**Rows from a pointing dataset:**
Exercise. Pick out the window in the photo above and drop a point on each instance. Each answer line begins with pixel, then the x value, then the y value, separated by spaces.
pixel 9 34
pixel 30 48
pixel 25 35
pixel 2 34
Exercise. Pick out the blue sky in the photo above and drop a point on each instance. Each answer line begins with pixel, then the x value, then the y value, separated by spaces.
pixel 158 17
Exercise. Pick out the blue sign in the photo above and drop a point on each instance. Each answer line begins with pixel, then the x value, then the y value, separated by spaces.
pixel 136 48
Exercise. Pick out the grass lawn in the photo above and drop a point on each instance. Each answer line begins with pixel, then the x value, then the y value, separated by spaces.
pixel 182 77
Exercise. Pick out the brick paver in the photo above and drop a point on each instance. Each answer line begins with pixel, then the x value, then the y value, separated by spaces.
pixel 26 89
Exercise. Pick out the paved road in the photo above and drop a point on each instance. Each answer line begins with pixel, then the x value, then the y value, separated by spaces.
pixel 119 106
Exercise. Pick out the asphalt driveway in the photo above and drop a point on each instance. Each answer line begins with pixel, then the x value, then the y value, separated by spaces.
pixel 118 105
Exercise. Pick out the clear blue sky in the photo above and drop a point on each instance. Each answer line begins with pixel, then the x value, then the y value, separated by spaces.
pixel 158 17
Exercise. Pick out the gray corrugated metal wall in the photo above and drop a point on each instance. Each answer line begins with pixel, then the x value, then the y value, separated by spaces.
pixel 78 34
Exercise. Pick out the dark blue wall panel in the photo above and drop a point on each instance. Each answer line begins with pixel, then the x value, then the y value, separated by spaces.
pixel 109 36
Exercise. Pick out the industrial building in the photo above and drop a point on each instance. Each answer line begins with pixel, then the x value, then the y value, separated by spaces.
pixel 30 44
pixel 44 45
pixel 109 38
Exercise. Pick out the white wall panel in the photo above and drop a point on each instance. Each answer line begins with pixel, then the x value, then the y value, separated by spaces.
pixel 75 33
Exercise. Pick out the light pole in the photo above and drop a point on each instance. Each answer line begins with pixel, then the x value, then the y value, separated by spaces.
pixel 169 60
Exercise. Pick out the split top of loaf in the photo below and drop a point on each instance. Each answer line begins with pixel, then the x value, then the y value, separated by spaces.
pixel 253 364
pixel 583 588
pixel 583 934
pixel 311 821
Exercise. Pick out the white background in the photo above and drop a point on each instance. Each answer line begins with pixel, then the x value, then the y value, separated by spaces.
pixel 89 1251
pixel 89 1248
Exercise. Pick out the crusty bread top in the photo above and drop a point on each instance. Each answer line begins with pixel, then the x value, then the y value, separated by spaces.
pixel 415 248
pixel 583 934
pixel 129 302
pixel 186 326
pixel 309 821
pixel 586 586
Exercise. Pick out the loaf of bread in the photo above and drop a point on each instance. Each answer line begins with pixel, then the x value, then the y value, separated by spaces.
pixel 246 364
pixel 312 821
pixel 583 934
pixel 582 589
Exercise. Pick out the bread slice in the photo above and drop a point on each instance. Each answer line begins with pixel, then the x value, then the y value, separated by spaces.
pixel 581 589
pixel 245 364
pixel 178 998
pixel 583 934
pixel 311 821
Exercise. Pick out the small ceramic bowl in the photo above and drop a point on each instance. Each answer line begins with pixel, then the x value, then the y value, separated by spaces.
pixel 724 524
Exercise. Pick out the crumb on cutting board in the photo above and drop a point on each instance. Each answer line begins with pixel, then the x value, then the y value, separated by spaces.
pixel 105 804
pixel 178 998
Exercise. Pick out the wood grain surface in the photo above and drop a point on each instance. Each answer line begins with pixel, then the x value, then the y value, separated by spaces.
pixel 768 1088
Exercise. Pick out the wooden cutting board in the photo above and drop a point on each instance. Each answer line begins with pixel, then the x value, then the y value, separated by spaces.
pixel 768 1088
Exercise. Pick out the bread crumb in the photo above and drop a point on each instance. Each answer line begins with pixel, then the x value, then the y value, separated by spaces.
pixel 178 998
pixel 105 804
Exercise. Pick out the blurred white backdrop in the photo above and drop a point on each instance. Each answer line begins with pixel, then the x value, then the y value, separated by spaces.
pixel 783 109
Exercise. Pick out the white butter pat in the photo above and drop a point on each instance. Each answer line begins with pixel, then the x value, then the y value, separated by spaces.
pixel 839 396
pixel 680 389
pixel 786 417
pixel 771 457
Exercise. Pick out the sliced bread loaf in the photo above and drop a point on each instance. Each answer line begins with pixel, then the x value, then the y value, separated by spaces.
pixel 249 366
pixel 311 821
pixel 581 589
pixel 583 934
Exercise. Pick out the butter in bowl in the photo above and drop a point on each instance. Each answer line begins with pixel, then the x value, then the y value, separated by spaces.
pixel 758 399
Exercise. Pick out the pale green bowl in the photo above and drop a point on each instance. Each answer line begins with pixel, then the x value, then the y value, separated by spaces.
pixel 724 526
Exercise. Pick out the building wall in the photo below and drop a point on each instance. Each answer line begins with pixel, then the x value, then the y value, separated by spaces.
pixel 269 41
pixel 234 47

**Required task:**
Give back the lines of the listing from the one with "Exercise. Pick out the wooden" through the end, both included, exactly as written and with nothing added.

**Result:**
Exercise. Pick out the wooden cutting board in the photo above and drop a point on each instance. Each answer line begins with pixel, then the x value, then the y value, separated by spaces.
pixel 768 1088
Exercise. Pick out the bread crumb in the photo above and drop a point on each instance. Each answer line begins with pixel, then the x value, then the y value, separated by spaces.
pixel 178 998
pixel 105 804
Exercise. Pick out the blurred white backdrop in the photo above and drop a point on each instance. Each answer line begins with pixel, then the x value, then the y value, separated by spaces.
pixel 783 109
Exercise. Pick out the white butter pat in the photo above and drop a point on each instance. Each answer line begins with pixel, then the x value, then the y value, separated by spaces.
pixel 839 396
pixel 680 389
pixel 786 417
pixel 771 457
Exercise. Pick out the sliced bread loaf in the photo above and drop a point on each instance. Each answer line begins with pixel, then the x value, then the y value, separated by spaces.
pixel 249 366
pixel 311 821
pixel 581 589
pixel 583 934
Exercise. Pick out the butter in bowl in the photo above and drop a point on each instance. Each answer line begins with pixel, then the x value, then the y value, separated by spaces.
pixel 758 399
Exercise. Pick out the pale green bowl in the photo above and drop a point on each instance. Each answer line begins with pixel, then the x value, then the y value, separated by spaces.
pixel 724 526
Exercise. Pick out the building wall in the photo below and drop a point on each instance. Each answer line begins with pixel, then the x value, then the y value, separated by spaces.
pixel 269 41
pixel 234 47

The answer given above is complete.